» PROVIDED DATA
<<<<
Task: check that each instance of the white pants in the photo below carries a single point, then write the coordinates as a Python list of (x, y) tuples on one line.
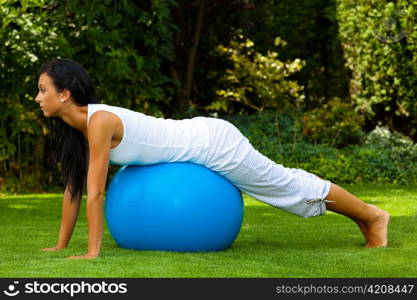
[(293, 190)]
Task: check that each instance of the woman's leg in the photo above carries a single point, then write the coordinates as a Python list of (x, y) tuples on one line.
[(372, 221)]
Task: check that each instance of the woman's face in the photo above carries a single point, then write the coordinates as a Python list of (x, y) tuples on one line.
[(48, 97)]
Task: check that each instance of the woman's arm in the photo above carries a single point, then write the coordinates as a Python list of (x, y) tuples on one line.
[(70, 210), (100, 132)]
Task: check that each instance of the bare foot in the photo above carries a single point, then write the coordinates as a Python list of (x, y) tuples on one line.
[(376, 229)]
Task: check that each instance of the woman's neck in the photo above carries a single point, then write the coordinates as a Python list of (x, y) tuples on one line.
[(76, 117)]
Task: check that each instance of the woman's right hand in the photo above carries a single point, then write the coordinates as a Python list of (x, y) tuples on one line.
[(56, 248)]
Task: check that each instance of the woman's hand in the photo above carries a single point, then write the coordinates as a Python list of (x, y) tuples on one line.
[(56, 248), (88, 256)]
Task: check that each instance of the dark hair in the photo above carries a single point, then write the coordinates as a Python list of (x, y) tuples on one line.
[(66, 145)]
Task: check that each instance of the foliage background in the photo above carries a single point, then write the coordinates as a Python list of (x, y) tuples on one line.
[(328, 86)]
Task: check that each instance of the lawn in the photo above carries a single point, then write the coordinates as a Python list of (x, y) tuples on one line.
[(271, 243)]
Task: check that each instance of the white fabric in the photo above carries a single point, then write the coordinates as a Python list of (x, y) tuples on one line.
[(219, 146)]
>>>>
Render the items above as a numbered list, starting at the line that contains "Task: check that each instance of the woman's hand" and ending at the line that contains "[(271, 243)]", both included, with any blank lines left out.

» THE COMPLETED TASK
1. Task: check that each instance of the woman's hand in the photo above carries a single point, then write the coordinates as a Python list of (x, y) tuples on one line.
2. [(56, 248), (88, 256)]
3. Task: check that each instance of the dark hair in the photo above carries a single point, then write the coordinates as a Python list of (x, y) tuples on one line.
4. [(66, 145)]
5. Task: check that each instance of the foliage background in the photo above carries a single point, then write the coordinates as a Python list of (x, y) tuples on one line.
6. [(328, 86)]
7. Task: check that each instance of the lawn in the photo above carries a single point, then write the coordinates as a Python list of (x, y) tuples on one line.
8. [(271, 243)]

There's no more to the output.